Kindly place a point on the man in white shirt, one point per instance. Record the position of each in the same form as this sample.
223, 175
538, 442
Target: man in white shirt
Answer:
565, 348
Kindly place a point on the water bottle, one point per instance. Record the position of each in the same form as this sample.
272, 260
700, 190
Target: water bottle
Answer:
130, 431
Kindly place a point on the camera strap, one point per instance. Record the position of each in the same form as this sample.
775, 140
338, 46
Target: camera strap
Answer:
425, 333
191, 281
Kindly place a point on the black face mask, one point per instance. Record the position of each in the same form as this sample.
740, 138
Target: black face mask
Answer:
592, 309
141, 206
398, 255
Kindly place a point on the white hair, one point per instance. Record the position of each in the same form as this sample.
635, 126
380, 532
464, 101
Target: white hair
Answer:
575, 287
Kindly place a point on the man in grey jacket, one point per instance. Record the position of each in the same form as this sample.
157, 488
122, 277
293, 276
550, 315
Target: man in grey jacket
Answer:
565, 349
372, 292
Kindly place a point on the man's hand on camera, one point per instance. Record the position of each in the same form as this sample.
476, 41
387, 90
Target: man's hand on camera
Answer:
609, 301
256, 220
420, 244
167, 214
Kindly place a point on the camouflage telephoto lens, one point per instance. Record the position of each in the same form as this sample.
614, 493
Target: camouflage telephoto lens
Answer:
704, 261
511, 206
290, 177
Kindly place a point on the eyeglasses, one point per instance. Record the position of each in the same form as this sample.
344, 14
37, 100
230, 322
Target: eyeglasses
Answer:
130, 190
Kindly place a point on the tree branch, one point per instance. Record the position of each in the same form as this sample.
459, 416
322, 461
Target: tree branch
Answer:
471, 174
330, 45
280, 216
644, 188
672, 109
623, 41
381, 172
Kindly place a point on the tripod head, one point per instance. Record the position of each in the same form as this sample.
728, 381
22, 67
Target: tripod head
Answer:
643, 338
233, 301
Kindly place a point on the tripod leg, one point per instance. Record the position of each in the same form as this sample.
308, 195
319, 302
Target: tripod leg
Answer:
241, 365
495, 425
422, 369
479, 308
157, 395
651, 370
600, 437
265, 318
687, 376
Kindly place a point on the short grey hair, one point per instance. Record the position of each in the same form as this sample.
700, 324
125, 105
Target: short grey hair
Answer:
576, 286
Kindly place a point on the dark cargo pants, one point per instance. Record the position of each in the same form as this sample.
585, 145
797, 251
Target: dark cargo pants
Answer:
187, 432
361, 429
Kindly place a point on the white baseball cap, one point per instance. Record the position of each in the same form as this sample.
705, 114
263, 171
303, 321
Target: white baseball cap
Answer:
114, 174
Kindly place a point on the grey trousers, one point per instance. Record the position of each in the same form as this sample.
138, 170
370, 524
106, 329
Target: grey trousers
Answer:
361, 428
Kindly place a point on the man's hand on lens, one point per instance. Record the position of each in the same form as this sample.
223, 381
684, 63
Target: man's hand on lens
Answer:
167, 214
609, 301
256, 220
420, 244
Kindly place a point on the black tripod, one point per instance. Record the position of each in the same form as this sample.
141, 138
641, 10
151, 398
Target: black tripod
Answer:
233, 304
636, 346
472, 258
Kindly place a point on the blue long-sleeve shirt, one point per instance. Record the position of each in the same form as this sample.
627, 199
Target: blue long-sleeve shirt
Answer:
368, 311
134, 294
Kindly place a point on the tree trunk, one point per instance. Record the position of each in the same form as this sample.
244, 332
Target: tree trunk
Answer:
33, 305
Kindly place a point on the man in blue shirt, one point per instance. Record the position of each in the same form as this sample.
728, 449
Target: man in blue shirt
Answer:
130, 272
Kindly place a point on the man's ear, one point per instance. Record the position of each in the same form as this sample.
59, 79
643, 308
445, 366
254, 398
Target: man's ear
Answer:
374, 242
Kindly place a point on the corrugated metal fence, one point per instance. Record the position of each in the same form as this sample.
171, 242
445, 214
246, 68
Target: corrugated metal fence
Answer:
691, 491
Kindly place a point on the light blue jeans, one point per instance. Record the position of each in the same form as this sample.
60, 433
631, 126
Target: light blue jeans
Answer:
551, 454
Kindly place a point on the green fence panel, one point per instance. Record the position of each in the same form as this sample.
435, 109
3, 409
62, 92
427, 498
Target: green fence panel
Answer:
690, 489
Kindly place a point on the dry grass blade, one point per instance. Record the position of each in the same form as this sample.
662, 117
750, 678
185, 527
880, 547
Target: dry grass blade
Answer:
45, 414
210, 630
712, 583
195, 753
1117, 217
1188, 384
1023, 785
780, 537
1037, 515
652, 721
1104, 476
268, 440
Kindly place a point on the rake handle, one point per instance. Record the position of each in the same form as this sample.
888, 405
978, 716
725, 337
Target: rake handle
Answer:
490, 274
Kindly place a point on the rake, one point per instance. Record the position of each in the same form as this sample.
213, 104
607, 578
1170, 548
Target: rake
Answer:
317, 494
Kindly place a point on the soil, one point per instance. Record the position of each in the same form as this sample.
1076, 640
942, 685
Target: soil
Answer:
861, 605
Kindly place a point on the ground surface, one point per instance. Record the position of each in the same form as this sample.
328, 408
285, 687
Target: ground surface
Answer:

--------------------------------------------------

STATED PROBLEM
Rescale the listing starting at the line that has "Kindly place a point on the rake handle, one" and running through the end of the listing, reproducing every line, requests included. Multiply each answer point coordinate by 0.9 and round to whole numbers, halves up, leaving the requests and their sample coordinates unchanged.

THE OUTPUT
Kindly place a point on the rake handle, one point per instance. Record the position of each in the same form as this sample.
888, 405
978, 716
725, 337
Target: rake handle
Answer:
441, 247
Kindly place a point on the rake, one point per instance. Record the position of each in the same form as this sample.
213, 104
607, 578
1170, 548
Target: rake
Answer:
285, 445
Kindly place a point on the soil, one point per instance. Record the position of each in the same form as this sample.
1076, 640
942, 685
Target: soil
Answer:
775, 545
Kindly place a point on the ground surface, one point per instance. Record the position of each in the same form as this sample.
328, 408
285, 687
Target: ground surface
Answer:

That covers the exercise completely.